**Directions for this task**
Each line of the material must be returned exactly.

Location annotation dataset excerpts
-- start --

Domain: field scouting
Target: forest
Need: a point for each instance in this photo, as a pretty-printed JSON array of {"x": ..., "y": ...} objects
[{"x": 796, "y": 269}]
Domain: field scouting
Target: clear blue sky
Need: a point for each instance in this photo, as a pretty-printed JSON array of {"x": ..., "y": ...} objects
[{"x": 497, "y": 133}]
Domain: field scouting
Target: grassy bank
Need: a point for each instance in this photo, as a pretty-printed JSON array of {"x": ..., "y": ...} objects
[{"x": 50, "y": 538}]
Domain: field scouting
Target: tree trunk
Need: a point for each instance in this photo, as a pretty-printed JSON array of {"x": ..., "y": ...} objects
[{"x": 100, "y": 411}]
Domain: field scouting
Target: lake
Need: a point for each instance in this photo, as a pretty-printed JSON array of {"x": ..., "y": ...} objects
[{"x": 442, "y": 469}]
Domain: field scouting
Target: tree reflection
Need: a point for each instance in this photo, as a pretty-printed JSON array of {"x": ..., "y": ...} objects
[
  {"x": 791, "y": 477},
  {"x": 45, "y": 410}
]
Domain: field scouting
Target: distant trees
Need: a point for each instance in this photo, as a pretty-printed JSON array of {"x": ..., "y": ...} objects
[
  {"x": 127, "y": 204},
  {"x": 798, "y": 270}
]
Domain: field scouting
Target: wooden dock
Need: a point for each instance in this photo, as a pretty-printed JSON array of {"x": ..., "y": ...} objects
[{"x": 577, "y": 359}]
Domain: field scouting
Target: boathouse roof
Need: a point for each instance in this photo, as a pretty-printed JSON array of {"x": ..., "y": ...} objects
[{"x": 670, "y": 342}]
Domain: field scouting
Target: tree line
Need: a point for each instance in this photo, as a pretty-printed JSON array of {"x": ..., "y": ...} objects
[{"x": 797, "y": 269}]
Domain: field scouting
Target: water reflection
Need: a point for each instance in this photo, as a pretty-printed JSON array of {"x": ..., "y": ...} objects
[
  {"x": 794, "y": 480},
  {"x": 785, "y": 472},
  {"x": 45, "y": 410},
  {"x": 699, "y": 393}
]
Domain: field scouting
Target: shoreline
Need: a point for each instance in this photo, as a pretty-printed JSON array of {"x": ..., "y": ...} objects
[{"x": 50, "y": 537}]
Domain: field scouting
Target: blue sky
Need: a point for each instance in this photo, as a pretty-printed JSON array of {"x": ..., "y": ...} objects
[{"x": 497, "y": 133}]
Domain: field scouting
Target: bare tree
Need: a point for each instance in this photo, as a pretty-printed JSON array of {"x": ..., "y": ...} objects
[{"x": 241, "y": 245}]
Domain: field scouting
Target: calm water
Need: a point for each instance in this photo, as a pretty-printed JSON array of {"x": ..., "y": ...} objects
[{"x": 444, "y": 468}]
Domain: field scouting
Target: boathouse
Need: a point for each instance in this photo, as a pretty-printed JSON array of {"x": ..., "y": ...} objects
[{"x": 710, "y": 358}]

-- end --

**Reply**
Domain: field scouting
Target: forest
Need: a point for each instance in this photo, as a pretty-printed JSON array of {"x": ..., "y": ...} objects
[{"x": 796, "y": 269}]
Domain: field scouting
Target: clear blue sky
Need: a point for each instance in this photo, as a pretty-printed JSON array of {"x": ..., "y": ...} objects
[{"x": 497, "y": 133}]
Domain: field scouting
Target: grassy bank
Need: a point for each instance in this photo, as a pretty-printed JSON array of {"x": ..., "y": ...} objects
[{"x": 50, "y": 538}]
Domain: field scouting
Target: tree trunk
Need: a point for each instance in this photo, as a pretty-printed JSON array of {"x": ..., "y": ...} objects
[{"x": 100, "y": 411}]
Domain: field scouting
Target: lake
Need: a point for each instance in this photo, as a pretty-printed JSON array of {"x": ..., "y": ...} objects
[{"x": 442, "y": 469}]
Domain: field scouting
Target: tree reflection
Need: a point for each instance in this photo, as a pretty-printed JSON array of {"x": ..., "y": ...} objects
[
  {"x": 791, "y": 477},
  {"x": 45, "y": 410}
]
Domain: field scouting
Target: distant trees
Need: a point for each instance in this photo, as a pretty-printed JSON array of {"x": ..., "y": ...} objects
[
  {"x": 127, "y": 204},
  {"x": 798, "y": 270}
]
Domain: field scouting
Target: wooden dock
Need: a point for each instance in this photo, as a pretty-printed JSON array of {"x": ..., "y": ...} objects
[{"x": 577, "y": 359}]
Domain: field scouting
Target: boathouse roof
Need: a point for each instance in this photo, as a pretty-printed JSON array of {"x": ..., "y": ...} objects
[{"x": 670, "y": 342}]
Domain: field scouting
Target: tree line
Need: a point for each instance in this photo, as a pretty-printed JSON array of {"x": ..., "y": ...} objects
[{"x": 797, "y": 269}]
Domain: field scouting
Target: water reflection
Need: a point for each instance in this photo, as a pretty-printed JSON array of {"x": ..., "y": ...} objects
[
  {"x": 794, "y": 480},
  {"x": 785, "y": 472},
  {"x": 45, "y": 410},
  {"x": 699, "y": 393}
]
Domain: field scouting
Target: shoreline
Need: a point for each instance in this photo, as a pretty-printed JSON array of {"x": ..., "y": ...} objects
[{"x": 50, "y": 537}]
Domain: field scouting
Target: blue sky
Need: a point for each instance in this photo, as a pretty-printed JSON array of {"x": ..., "y": ...} objects
[{"x": 497, "y": 133}]
Domain: field scouting
Target: bare tree
Need: a point for each instance in this photo, as a pretty-printed JSON array of {"x": ..., "y": ...} objects
[{"x": 241, "y": 245}]
Domain: field scouting
Target: calm water
Need: a point for each instance in this photo, as a pretty-printed JSON array of {"x": ..., "y": ...} objects
[{"x": 444, "y": 468}]
Domain: field scouting
Target: boathouse
Need: a point for each instance in this photo, as a pretty-printed JSON array of {"x": ..., "y": ...} objects
[{"x": 710, "y": 358}]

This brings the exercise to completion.